Exercise description: Reproduce the part of the integral thread starting at "or integration by" and ending at "the antiderivative, right?", word for word.

Supplied passage:
Question

Indefinite integral of Sin(2x)^2(cos(2x))^2dx

Answer 1

integration by parts?

Answer 2

no need :)

Answer 3

u sub

Answer 4

still trying to learn intergrals better... I can derive all day long :) but turning around and going back is killin' me :)

Answer 5

Yea same here. Deriving is easy for me, going back is whats hurting me

Answer 6

you can take :\[u = \sin^2 2u\]\[du = 4\cos^2 2u\]

so :

\[=1/4 \int\limits_{}^{} u du\]

= 1/4 [ sin^2 2x/2]

I guess :)

Answer 7

or integration by parts if you want, but that'll be complicated ^_^

Answer 8

orect me if I'm wrong please.

Answer 9

correct*

Answer 10

so, basicaly, I could "reverse" these calculations, if i use the antiderivative, right?

Provided records:
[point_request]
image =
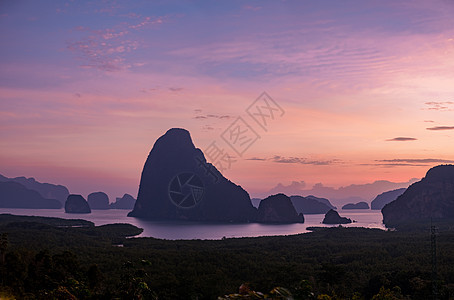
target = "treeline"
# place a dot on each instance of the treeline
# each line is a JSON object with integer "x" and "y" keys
{"x": 57, "y": 261}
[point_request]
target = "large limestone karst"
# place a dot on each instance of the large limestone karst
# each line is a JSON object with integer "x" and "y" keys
{"x": 430, "y": 198}
{"x": 15, "y": 195}
{"x": 309, "y": 205}
{"x": 178, "y": 184}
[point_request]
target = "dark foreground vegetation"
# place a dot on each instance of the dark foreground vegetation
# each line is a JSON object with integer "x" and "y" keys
{"x": 45, "y": 258}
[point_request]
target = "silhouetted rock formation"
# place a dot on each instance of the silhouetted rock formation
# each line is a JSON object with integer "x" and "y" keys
{"x": 307, "y": 206}
{"x": 46, "y": 190}
{"x": 15, "y": 195}
{"x": 384, "y": 198}
{"x": 432, "y": 197}
{"x": 76, "y": 204}
{"x": 332, "y": 217}
{"x": 178, "y": 184}
{"x": 98, "y": 200}
{"x": 278, "y": 209}
{"x": 322, "y": 200}
{"x": 125, "y": 202}
{"x": 359, "y": 205}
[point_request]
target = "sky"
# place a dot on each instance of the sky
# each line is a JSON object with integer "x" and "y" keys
{"x": 355, "y": 91}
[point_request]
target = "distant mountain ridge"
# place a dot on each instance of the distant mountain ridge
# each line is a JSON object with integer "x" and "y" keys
{"x": 384, "y": 198}
{"x": 310, "y": 205}
{"x": 177, "y": 183}
{"x": 46, "y": 190}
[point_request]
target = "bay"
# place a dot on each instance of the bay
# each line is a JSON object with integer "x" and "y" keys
{"x": 176, "y": 230}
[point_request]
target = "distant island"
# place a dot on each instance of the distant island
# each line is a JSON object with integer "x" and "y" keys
{"x": 22, "y": 192}
{"x": 15, "y": 195}
{"x": 332, "y": 217}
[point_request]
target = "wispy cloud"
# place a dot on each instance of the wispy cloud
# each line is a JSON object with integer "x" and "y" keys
{"x": 439, "y": 105}
{"x": 106, "y": 49}
{"x": 297, "y": 160}
{"x": 441, "y": 128}
{"x": 401, "y": 139}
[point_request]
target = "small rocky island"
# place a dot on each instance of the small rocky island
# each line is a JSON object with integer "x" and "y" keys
{"x": 332, "y": 217}
{"x": 76, "y": 204}
{"x": 278, "y": 209}
{"x": 430, "y": 198}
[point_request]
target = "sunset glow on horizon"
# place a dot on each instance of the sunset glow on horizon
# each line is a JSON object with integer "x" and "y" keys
{"x": 86, "y": 88}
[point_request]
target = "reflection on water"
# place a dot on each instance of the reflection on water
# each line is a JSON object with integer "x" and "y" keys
{"x": 196, "y": 230}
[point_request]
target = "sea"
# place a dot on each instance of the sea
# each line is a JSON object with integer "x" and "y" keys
{"x": 183, "y": 230}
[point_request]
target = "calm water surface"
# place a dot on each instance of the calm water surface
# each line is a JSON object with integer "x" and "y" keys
{"x": 196, "y": 230}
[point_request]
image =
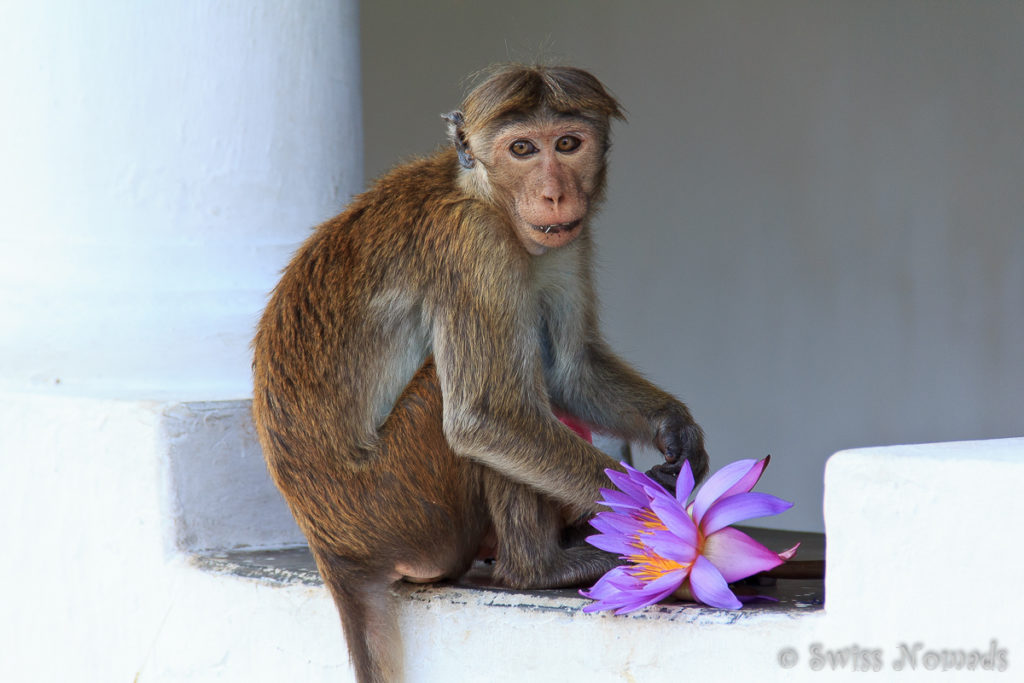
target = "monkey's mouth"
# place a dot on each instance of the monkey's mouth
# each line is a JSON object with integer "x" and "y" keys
{"x": 557, "y": 228}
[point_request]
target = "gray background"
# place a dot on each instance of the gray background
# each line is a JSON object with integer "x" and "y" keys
{"x": 813, "y": 232}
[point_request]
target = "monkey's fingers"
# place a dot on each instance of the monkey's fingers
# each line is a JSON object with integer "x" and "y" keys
{"x": 666, "y": 474}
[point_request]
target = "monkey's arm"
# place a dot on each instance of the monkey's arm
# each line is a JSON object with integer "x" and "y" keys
{"x": 496, "y": 407}
{"x": 592, "y": 382}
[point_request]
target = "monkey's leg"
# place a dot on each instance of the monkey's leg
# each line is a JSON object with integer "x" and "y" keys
{"x": 530, "y": 549}
{"x": 417, "y": 513}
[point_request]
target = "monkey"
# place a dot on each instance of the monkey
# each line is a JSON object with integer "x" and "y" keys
{"x": 410, "y": 363}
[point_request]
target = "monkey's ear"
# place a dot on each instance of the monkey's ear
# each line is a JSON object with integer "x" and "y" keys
{"x": 456, "y": 121}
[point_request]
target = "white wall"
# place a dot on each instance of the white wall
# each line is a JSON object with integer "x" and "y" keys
{"x": 160, "y": 162}
{"x": 814, "y": 231}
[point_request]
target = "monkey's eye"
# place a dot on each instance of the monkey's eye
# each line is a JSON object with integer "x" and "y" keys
{"x": 567, "y": 143}
{"x": 522, "y": 147}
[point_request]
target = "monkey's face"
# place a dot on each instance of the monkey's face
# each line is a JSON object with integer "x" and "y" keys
{"x": 547, "y": 171}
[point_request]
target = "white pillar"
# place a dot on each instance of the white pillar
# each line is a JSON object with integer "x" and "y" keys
{"x": 160, "y": 163}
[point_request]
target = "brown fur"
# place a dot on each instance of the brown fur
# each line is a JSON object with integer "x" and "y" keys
{"x": 396, "y": 464}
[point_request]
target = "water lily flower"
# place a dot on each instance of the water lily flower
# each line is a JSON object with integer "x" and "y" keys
{"x": 677, "y": 549}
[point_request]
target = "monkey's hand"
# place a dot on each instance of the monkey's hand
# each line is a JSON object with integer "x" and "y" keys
{"x": 679, "y": 438}
{"x": 666, "y": 474}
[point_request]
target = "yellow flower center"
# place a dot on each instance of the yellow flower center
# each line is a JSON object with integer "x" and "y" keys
{"x": 650, "y": 565}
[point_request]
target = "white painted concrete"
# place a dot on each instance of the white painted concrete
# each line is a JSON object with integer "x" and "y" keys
{"x": 98, "y": 587}
{"x": 161, "y": 161}
{"x": 814, "y": 230}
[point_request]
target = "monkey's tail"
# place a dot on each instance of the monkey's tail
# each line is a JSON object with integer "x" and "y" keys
{"x": 368, "y": 619}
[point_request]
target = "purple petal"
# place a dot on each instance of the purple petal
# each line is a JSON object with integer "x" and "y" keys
{"x": 684, "y": 483}
{"x": 676, "y": 519}
{"x": 614, "y": 523}
{"x": 736, "y": 555}
{"x": 654, "y": 591}
{"x": 710, "y": 587}
{"x": 788, "y": 553}
{"x": 739, "y": 507}
{"x": 632, "y": 483}
{"x": 748, "y": 481}
{"x": 620, "y": 501}
{"x": 720, "y": 482}
{"x": 621, "y": 591}
{"x": 612, "y": 591}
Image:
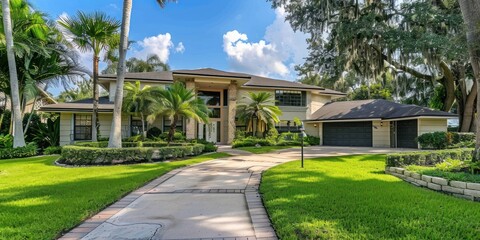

Solution:
or integration by parts if you want, but that'll be complicated ^_^

Answer 8

orect me if I'm wrong please.

Answer 9

correct*

Answer 10

so, basicaly, I could "reverse" these calculations, if i use the antiderivative, right?